** Begin Data for this exercise **

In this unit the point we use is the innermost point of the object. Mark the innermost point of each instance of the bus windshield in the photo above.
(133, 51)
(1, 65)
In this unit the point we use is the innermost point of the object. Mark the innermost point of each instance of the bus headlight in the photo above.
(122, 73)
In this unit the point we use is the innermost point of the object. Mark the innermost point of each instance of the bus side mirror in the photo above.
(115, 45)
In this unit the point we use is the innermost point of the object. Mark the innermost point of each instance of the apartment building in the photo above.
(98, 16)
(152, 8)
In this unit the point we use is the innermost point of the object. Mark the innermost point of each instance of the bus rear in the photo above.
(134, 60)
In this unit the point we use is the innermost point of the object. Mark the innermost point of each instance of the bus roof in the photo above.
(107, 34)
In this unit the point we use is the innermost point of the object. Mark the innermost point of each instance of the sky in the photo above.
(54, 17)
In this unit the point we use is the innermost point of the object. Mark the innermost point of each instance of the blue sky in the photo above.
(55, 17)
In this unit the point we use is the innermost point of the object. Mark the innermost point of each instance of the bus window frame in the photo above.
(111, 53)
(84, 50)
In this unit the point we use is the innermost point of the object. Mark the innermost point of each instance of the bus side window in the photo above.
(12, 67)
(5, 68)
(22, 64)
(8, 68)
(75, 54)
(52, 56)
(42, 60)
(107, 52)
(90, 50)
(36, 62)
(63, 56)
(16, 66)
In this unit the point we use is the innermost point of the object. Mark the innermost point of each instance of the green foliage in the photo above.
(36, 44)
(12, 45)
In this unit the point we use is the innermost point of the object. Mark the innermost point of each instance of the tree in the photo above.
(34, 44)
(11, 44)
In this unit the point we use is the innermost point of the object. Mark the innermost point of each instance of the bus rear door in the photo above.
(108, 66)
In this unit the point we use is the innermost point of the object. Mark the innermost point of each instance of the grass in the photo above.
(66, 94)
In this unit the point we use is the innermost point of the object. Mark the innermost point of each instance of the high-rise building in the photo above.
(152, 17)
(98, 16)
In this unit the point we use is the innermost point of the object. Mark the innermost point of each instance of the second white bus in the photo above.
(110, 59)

** End Data for this exercise **
** Begin Data for this exercise **

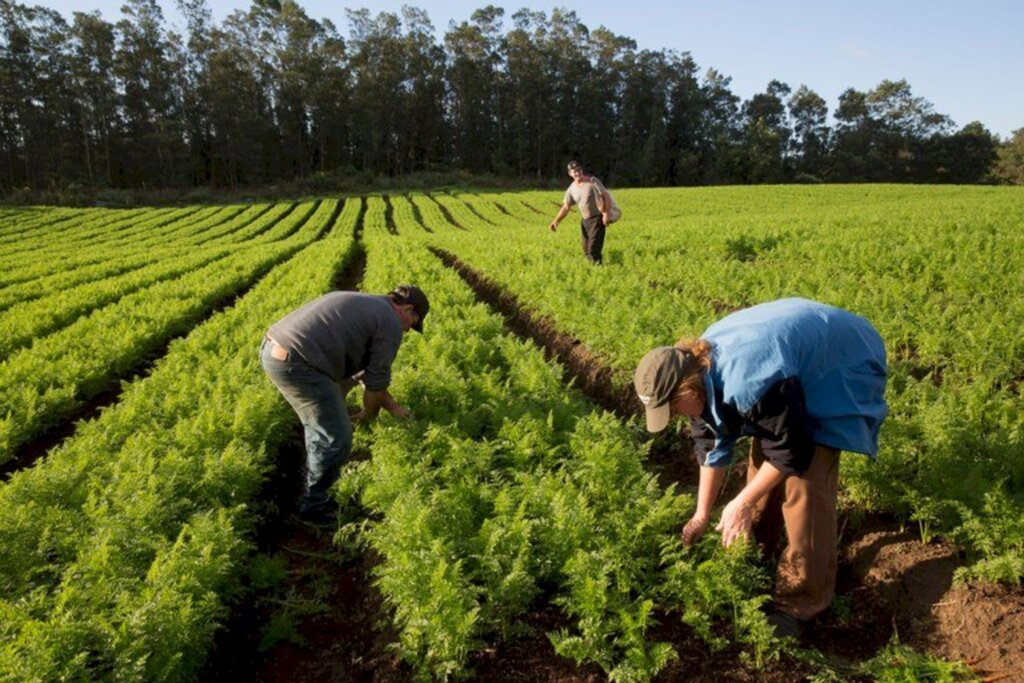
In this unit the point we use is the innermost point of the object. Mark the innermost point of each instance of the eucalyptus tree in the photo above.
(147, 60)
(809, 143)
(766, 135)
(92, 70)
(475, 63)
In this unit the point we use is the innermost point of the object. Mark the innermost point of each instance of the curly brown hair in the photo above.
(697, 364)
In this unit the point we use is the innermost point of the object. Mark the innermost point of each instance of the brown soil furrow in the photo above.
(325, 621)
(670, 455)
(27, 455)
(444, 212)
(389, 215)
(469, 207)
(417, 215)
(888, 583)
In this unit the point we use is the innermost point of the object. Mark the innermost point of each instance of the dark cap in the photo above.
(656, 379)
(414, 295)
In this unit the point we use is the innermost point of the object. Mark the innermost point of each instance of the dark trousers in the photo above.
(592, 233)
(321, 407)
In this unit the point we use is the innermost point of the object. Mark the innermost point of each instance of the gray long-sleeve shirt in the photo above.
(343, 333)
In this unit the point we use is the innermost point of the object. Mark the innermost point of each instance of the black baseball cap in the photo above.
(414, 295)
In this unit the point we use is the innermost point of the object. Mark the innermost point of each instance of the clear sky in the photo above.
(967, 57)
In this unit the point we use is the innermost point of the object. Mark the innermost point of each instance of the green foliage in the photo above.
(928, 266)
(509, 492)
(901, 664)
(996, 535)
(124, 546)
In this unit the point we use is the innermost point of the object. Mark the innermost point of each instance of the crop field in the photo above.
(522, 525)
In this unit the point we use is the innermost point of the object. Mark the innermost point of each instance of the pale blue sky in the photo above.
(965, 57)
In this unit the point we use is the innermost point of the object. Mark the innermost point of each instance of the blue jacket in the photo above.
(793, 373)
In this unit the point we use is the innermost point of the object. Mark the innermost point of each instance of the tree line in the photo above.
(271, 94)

** End Data for this exercise **
** Begin Data for this exercise **

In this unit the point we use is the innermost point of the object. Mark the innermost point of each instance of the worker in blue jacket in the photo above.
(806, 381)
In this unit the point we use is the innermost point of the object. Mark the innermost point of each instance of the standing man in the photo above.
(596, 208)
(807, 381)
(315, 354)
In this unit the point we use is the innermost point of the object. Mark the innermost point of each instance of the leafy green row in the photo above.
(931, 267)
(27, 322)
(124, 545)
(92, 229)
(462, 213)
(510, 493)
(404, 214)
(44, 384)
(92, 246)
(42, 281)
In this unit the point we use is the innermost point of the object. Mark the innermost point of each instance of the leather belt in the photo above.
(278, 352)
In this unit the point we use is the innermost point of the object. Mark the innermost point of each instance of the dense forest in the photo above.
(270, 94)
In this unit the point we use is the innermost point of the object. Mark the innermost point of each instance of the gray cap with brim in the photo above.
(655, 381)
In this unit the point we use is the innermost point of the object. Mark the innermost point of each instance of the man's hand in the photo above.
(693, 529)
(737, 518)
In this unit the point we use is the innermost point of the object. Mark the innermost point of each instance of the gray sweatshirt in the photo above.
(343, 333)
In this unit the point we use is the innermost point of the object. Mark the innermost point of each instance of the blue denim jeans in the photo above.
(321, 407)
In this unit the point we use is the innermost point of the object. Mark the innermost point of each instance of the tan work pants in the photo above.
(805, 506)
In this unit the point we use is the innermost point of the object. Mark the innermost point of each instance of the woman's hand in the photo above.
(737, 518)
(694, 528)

** End Data for this exercise **

● **Stated task**:
Pull out every line in the records that contains the word "side", keeping the lines in their original order.

● **Output of the exercise**:
In this unit the point we use is the innermost point of the object. Mark the innermost point of each instance of the bus side mirror in the photo above.
In this unit the point we use is the innermost point of the object. Mark the innermost point of each instance of the bus side window in the photo above.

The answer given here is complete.